#### To be done:
Reproduce word for word everything from the line containing "In this exercise you will locate the green" down to the line containing "[(1473, 625), (742, 504)]", including both of those lines.

··········

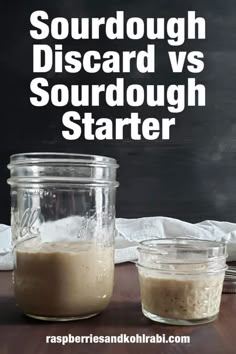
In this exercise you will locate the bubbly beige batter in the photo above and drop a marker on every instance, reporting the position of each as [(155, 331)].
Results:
[(181, 298), (63, 279)]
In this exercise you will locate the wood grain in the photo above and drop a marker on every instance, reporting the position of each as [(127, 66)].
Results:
[(19, 334)]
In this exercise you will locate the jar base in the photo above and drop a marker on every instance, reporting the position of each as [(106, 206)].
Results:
[(61, 319), (176, 322)]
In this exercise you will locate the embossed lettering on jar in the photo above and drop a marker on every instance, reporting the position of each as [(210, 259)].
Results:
[(63, 224)]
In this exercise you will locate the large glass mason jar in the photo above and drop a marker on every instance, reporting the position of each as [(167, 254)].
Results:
[(63, 224)]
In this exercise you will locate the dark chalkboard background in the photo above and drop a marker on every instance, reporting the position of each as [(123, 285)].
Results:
[(192, 176)]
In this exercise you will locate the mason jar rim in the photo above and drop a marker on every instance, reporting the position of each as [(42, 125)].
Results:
[(169, 246), (183, 242), (29, 158)]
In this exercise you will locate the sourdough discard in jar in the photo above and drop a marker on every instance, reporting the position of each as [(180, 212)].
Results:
[(63, 224), (181, 280)]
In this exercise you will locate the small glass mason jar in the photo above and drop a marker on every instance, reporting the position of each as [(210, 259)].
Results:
[(63, 225), (181, 279)]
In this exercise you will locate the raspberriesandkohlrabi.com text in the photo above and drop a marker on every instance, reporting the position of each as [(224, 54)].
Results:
[(118, 93)]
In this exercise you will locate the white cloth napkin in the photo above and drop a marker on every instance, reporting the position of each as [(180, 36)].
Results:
[(130, 232)]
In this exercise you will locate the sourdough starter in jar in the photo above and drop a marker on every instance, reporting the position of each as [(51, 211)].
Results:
[(181, 298), (63, 279)]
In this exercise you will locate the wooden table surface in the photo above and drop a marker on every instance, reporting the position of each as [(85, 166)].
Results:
[(21, 335)]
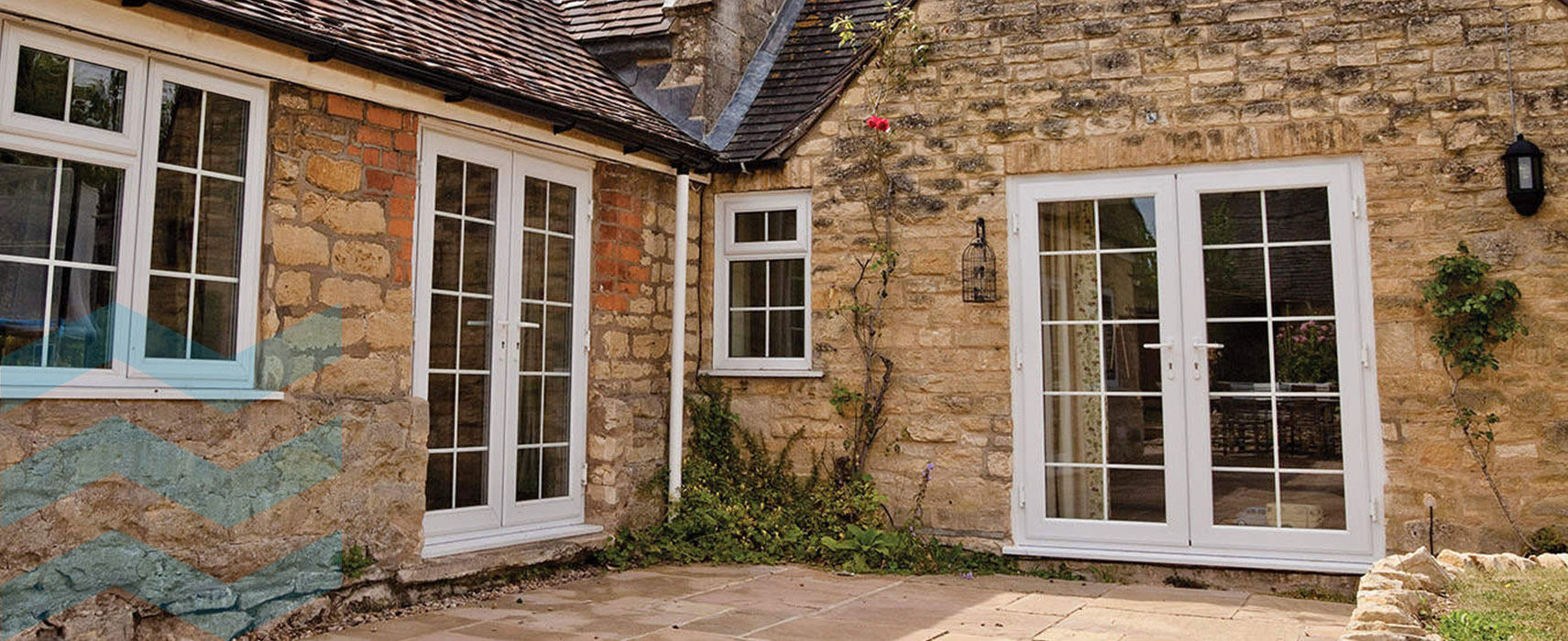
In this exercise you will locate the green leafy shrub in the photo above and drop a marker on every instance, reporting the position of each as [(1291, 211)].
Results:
[(1473, 625), (742, 504)]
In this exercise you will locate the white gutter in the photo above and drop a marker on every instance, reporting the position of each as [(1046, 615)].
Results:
[(678, 334)]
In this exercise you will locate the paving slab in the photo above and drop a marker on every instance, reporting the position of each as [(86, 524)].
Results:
[(802, 603)]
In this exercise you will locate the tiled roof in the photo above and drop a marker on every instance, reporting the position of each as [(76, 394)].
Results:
[(597, 19), (808, 76), (498, 48)]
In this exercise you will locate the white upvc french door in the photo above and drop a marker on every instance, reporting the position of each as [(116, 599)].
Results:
[(500, 339), (1193, 374)]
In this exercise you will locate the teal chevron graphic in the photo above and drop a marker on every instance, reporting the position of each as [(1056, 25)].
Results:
[(86, 343), (118, 560), (119, 447)]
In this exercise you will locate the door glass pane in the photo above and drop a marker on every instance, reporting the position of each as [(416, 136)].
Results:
[(41, 83), (461, 332), (1275, 375), (1245, 499), (1076, 493), (1100, 306), (1137, 494), (1312, 500)]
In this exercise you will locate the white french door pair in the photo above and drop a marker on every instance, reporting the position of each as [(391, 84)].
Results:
[(1193, 367), (500, 341)]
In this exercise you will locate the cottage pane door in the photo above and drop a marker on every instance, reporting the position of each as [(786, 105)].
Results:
[(502, 356), (1192, 365)]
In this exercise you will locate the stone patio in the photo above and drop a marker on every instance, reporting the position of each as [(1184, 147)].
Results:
[(783, 603)]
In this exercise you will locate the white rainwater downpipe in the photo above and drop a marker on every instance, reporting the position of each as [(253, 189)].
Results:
[(678, 332)]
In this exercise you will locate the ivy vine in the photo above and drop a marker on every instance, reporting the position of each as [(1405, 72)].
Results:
[(1475, 317)]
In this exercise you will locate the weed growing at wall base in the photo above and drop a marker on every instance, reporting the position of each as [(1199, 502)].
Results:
[(742, 504)]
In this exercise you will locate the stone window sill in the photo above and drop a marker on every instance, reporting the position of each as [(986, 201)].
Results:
[(762, 374)]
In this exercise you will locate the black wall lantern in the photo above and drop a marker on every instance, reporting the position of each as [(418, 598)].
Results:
[(979, 268), (1521, 163)]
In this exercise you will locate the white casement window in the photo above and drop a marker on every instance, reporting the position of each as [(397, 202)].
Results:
[(762, 284), (129, 220)]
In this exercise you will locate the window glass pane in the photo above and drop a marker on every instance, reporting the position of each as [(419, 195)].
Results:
[(787, 282), (1231, 218), (168, 301), (1297, 213), (1301, 281), (564, 207), (787, 334), (445, 253), (555, 473), (527, 473), (438, 482), (751, 226), (179, 125), (1126, 223), (749, 334), (173, 217), (83, 319), (749, 284), (533, 202), (1134, 429), (781, 224), (480, 191), (478, 244), (1073, 429), (41, 83), (227, 125), (1067, 226), (557, 339), (443, 392), (90, 213), (218, 242), (1137, 495), (1076, 493), (21, 314), (97, 96), (558, 270), (1071, 356), (472, 478), (214, 328), (1244, 499), (27, 202), (557, 409), (449, 185), (1069, 288), (1129, 288), (472, 409)]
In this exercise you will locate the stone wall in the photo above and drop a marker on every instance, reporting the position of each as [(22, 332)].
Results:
[(629, 364), (1418, 90)]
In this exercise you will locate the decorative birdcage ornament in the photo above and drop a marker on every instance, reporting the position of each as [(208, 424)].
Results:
[(979, 268)]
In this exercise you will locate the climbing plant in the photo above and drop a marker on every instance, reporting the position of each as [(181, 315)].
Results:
[(1475, 317), (897, 48)]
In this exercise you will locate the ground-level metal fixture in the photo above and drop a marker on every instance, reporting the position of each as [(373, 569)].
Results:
[(1521, 165), (979, 268)]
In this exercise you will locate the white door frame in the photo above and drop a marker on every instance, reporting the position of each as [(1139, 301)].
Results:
[(1363, 539), (502, 521)]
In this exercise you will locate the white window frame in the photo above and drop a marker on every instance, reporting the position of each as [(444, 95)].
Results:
[(134, 149), (729, 251)]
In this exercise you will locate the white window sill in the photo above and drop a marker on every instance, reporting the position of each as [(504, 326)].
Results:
[(137, 394), (761, 374), (455, 544)]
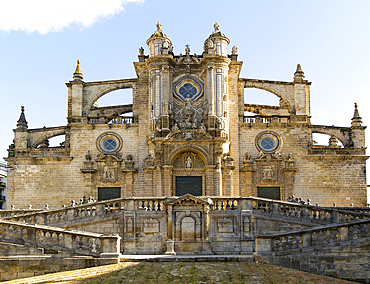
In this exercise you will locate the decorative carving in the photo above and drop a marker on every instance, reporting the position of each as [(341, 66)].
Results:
[(234, 50), (190, 134), (268, 172), (109, 173), (188, 162), (151, 226), (225, 225)]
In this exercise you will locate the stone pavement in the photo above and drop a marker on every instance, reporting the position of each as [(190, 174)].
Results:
[(182, 269)]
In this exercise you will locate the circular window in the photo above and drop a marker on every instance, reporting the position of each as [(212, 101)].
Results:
[(109, 143), (188, 87), (268, 142)]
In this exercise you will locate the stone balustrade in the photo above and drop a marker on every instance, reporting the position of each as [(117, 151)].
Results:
[(322, 236), (273, 208), (313, 214), (266, 119), (111, 120), (77, 242), (6, 213)]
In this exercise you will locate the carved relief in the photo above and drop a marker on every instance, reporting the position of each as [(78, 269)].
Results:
[(268, 172), (151, 226), (109, 173), (225, 225), (188, 160)]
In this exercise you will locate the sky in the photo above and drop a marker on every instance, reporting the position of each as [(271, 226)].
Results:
[(41, 40)]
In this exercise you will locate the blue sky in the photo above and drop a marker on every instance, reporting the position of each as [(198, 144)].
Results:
[(40, 43)]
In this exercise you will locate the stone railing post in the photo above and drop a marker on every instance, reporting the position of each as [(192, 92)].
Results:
[(245, 204), (306, 213), (110, 246), (70, 214), (130, 205), (275, 208), (100, 209), (306, 240), (343, 234), (264, 245), (42, 218), (336, 217), (31, 235), (68, 241)]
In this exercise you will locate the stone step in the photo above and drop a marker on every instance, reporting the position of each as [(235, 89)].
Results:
[(188, 258)]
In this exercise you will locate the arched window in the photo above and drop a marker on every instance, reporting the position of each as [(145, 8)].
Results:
[(325, 140)]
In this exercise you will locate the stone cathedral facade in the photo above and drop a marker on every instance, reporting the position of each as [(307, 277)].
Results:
[(188, 133)]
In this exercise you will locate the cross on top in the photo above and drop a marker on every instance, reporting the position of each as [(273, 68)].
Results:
[(216, 26), (159, 27), (187, 49)]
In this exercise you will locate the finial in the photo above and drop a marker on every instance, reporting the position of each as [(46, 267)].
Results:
[(234, 50), (356, 119), (187, 49), (299, 74), (216, 26), (78, 75), (22, 123), (159, 27)]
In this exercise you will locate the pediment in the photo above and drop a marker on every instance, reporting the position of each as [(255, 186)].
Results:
[(189, 199), (189, 134), (108, 158)]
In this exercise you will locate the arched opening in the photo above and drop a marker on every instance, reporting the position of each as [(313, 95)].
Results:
[(53, 142), (264, 103), (113, 108), (114, 98), (325, 140), (260, 97)]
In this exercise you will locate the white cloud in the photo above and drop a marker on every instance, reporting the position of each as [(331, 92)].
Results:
[(45, 16)]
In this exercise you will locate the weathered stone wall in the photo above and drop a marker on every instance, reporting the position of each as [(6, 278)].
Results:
[(335, 176)]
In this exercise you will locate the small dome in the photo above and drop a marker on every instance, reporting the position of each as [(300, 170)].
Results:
[(159, 43), (216, 43)]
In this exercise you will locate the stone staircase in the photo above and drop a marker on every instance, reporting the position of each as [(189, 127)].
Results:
[(322, 240)]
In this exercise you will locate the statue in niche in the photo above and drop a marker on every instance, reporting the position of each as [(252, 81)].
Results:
[(268, 172), (175, 127), (188, 162), (109, 174), (187, 50), (247, 156)]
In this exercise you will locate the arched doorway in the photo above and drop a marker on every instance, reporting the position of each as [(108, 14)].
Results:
[(188, 174)]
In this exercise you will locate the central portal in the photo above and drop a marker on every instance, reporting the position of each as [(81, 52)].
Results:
[(192, 185)]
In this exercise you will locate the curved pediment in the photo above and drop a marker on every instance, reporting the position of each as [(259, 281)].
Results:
[(189, 134), (188, 199)]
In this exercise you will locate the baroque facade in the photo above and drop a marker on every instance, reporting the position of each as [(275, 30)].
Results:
[(188, 133)]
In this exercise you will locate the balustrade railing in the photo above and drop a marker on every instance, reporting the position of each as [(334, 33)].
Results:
[(111, 120), (266, 119), (6, 213), (225, 203), (150, 204), (273, 208), (323, 236), (42, 236)]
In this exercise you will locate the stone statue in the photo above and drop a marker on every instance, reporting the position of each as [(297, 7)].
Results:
[(210, 43), (216, 26), (188, 162), (187, 50), (234, 50), (175, 127), (247, 156), (159, 27)]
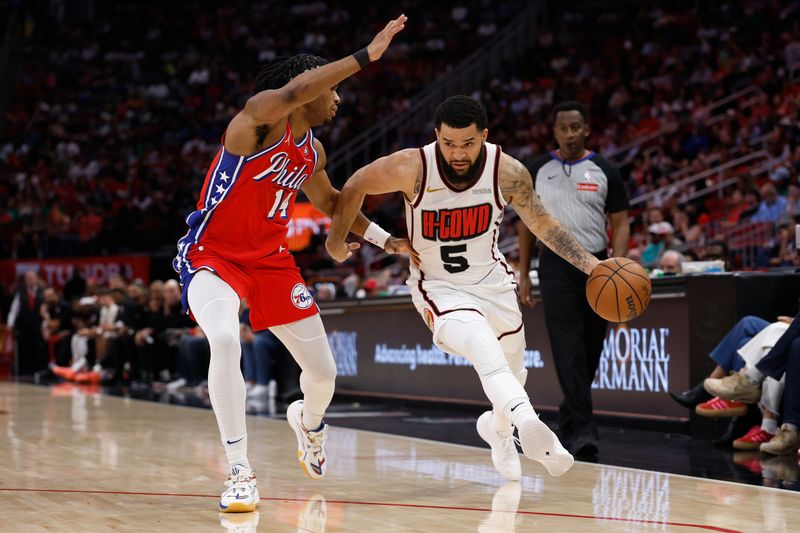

··········

#### Result below:
In this exercise you will locate the green leafy shrub in the photo above and drop a marker on every instance, reporting the position of each as [(1291, 211)].
Results:
[(1473, 625), (742, 504)]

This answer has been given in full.